Passage provided:

-- BEGIN --

# Limit cycles by perturbing quadratic isochronous centers inside   piecewise smooth polynomial differential systems

**Authors:** Xiuli Cen, Lijun Yang, Meirong Zhang

arXiv: 1705.04160 · 2017-05-22

## TL;DR

This paper investigates the number of limit cycles bifurcating from quadratic isochronous centers in piecewise smooth polynomial differential systems by analyzing the zeros of the Melnikov function, providing explicit bounds and improving existing estimates.

## Contribution

It offers explicit upper bounds for the zeros of the Melnikov function for quadratic isochronous centers and improves previous bounds for certain cases within polynomial differential systems.

## Key findings

- Provided explicit upper bounds for the number of zeros of Melnikov functions.
- Improved bounds from previous studies for quadratic isochronous center S4.
- Found evidence of the equivalence between Melnikov and Averaged functions in this context.

-- END --

Dataset excerpts:
-- BEGIN --

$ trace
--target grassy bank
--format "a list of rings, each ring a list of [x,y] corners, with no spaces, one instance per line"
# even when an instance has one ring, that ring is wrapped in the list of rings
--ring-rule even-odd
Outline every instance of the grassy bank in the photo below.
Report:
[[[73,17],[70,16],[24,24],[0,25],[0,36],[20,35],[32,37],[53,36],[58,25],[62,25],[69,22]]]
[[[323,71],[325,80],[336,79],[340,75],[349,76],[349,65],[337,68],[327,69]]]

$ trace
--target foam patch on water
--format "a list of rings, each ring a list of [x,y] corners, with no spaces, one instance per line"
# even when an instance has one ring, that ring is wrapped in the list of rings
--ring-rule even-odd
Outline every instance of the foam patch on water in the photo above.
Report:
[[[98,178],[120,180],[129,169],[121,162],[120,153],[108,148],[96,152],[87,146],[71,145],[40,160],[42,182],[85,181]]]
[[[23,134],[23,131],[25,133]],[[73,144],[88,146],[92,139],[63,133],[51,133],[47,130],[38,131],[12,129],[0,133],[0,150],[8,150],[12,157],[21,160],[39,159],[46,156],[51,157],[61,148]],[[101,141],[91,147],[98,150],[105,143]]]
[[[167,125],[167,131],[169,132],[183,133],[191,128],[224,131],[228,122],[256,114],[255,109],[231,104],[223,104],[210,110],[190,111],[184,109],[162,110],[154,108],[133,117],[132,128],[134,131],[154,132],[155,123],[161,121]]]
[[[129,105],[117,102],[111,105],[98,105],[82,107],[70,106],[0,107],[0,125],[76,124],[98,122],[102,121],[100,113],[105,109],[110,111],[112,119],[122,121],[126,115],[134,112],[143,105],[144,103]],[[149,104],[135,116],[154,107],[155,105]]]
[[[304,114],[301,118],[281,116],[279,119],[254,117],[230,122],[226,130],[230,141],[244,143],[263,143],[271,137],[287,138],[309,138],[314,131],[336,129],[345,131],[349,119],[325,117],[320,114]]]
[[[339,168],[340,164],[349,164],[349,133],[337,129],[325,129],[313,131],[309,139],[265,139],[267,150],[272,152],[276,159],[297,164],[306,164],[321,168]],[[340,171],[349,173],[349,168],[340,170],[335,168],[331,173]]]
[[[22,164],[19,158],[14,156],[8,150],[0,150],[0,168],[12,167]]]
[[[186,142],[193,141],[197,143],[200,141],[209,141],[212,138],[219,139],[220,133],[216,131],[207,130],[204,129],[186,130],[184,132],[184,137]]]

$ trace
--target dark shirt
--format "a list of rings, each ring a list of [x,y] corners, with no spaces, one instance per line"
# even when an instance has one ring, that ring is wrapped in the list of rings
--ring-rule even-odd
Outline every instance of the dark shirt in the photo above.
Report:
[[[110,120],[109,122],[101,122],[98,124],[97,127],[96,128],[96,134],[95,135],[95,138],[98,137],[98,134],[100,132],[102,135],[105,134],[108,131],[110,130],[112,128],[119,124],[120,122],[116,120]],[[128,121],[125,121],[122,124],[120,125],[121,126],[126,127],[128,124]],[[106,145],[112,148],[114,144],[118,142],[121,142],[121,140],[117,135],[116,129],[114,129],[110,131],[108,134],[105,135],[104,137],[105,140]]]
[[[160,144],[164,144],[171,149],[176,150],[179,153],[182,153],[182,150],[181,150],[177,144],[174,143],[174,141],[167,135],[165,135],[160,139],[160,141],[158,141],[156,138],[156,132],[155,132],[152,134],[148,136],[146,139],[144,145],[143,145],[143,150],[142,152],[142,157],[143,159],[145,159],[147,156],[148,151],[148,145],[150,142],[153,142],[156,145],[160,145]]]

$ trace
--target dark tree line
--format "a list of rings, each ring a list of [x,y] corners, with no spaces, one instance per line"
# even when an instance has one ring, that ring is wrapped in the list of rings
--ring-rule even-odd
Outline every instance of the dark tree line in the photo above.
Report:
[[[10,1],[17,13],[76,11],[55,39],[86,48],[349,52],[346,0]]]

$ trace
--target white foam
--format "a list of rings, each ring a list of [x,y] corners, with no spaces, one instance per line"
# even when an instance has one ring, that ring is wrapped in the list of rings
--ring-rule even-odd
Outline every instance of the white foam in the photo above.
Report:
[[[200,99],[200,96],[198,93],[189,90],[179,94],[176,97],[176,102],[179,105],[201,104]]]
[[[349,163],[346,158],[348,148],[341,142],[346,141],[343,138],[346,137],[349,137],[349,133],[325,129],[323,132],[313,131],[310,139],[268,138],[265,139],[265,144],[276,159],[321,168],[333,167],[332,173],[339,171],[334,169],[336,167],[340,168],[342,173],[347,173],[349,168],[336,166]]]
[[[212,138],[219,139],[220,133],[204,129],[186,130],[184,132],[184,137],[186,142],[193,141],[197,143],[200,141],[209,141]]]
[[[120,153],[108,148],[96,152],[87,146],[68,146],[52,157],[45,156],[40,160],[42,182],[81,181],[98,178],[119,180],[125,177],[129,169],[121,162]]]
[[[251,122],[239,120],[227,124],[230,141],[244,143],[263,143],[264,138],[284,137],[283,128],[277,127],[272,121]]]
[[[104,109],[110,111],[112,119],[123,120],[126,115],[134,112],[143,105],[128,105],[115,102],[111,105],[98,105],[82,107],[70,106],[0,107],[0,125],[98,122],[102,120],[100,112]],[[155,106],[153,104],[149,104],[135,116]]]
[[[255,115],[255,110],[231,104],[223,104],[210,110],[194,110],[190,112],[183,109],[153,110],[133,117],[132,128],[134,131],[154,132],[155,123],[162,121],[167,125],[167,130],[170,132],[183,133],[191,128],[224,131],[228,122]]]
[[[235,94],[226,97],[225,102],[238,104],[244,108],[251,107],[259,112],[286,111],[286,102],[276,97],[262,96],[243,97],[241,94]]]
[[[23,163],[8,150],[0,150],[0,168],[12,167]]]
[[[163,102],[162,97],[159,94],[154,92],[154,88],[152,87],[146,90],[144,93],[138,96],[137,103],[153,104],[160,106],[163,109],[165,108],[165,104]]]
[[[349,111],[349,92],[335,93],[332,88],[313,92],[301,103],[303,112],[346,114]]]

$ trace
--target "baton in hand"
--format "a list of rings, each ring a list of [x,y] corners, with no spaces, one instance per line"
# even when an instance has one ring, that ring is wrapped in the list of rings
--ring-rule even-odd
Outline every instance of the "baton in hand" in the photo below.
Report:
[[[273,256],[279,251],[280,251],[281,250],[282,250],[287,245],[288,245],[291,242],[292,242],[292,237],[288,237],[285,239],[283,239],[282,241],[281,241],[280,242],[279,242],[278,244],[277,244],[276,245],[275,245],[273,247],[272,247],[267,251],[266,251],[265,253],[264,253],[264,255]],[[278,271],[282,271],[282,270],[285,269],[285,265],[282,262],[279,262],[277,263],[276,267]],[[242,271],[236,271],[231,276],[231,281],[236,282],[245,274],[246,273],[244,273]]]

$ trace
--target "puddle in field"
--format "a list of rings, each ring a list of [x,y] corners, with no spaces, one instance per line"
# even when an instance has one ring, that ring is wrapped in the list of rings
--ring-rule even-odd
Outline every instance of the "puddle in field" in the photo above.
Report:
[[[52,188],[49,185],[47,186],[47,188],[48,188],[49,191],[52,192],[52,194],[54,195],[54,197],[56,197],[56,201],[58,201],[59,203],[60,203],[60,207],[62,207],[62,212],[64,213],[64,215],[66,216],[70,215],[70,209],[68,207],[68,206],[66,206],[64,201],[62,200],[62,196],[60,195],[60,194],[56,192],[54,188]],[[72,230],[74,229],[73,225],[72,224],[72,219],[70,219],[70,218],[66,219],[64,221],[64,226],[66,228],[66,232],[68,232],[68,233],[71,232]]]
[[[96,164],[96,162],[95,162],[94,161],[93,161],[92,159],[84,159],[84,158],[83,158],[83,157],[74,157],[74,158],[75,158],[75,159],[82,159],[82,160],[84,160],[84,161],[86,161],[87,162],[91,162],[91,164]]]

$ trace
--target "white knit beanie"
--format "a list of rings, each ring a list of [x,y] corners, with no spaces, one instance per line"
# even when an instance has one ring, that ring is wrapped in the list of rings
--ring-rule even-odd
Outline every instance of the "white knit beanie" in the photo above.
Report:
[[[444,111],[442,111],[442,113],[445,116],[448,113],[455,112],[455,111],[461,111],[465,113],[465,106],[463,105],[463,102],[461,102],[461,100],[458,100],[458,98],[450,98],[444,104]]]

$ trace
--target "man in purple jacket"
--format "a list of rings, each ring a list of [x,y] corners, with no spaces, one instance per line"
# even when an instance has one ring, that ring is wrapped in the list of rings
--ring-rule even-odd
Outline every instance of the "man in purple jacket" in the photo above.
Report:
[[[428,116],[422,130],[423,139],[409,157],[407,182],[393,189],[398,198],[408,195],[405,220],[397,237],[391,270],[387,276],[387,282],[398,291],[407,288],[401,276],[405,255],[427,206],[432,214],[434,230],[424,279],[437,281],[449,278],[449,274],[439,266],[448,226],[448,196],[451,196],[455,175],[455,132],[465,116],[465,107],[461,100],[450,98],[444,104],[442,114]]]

-- END --
-- BEGIN --

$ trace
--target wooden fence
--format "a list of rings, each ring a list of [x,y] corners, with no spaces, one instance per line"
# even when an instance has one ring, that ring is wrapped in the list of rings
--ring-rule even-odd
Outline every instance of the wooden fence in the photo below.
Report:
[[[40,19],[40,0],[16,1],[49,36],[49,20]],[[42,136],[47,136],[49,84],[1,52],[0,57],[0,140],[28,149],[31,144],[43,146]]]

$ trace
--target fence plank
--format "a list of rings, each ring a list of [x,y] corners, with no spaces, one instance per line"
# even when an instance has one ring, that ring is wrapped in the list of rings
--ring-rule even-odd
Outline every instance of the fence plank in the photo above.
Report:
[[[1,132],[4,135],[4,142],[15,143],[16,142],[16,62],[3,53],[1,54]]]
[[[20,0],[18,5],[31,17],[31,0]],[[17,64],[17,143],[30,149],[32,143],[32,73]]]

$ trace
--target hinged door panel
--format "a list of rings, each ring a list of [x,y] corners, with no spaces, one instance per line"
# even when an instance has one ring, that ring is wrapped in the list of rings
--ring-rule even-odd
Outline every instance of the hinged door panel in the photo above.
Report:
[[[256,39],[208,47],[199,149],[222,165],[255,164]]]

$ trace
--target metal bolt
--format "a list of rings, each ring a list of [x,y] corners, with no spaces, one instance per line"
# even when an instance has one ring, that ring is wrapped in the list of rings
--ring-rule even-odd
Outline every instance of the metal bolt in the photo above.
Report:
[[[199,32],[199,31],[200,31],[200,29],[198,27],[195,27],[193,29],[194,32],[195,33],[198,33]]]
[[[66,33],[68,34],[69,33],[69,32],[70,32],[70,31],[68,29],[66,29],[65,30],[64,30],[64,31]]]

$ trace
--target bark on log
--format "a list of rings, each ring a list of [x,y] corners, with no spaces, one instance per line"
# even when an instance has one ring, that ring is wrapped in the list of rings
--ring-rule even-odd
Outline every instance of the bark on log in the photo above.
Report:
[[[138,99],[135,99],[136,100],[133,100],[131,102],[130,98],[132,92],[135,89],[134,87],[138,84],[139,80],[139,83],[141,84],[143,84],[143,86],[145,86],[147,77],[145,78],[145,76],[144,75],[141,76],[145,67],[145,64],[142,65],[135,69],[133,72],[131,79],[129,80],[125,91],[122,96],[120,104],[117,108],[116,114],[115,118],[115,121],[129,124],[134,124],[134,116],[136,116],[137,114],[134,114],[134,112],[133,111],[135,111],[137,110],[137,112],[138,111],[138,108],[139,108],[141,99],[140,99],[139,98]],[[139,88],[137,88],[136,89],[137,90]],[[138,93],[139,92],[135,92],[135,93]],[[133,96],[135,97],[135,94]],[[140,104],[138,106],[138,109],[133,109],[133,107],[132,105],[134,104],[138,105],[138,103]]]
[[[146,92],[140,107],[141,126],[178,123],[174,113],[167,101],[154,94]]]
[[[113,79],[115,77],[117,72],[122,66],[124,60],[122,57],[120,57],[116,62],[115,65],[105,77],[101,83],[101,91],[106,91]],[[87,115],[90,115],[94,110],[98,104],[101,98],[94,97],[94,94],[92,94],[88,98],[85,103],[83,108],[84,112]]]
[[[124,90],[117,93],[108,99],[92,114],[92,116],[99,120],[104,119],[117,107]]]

-- END --

Set tasks:
1. From the summary of the limit-cycles paper above, write out the passage starting at "It offers explicit" and ending at "of Melnikov functions.".
2. Resume the summary of the limit-cycles paper after its last line and extend it.

Outputs:
1.
It offers explicit upper bounds for the zeros of the Melnikov function for quadratic isochronous centers and improves previous bounds for certain cases within polynomial differential systems.

## Key findings

- Provided explicit upper bounds for the number of zeros of Melnikov functions.

2.
## Abstract

In the present paper, we study the number of zeros of the first order Melnikov function for piecewise smooth polynomial differential system, to estimate the number of limit cycles bifurcated from the period annulus of quadratic isochronous centers, when they are perturbed inside the class of all piecewise smooth polynomial differential systems of degree $n$ with the straight line of discontinuity $x=0$. An explicit and fairly accurate upper bound for the number of zeros of the first order Melnikov functions with respect to quadratic isochronous centers $S_1, S_2$ and $S_3$ is provided. For quadratic isochronous center $S_4$, we give a rough estimate for the number of zeros of the first order Melnikov function due to its complexity. Furthermore, we improve the upper bound associated with $S_4$, from $14n+11$ in \cite{LLLZ}, $12n-1$ in \cite{SZ} to $[(5n-5)/2]$, when it is perturbed inside all smooth polynomial differential systems of degree $n$. Besides, some evidence on the equivalence of the first order Melnikov function and the first order Averaged function for piecewise smooth polynomial differential systems is found.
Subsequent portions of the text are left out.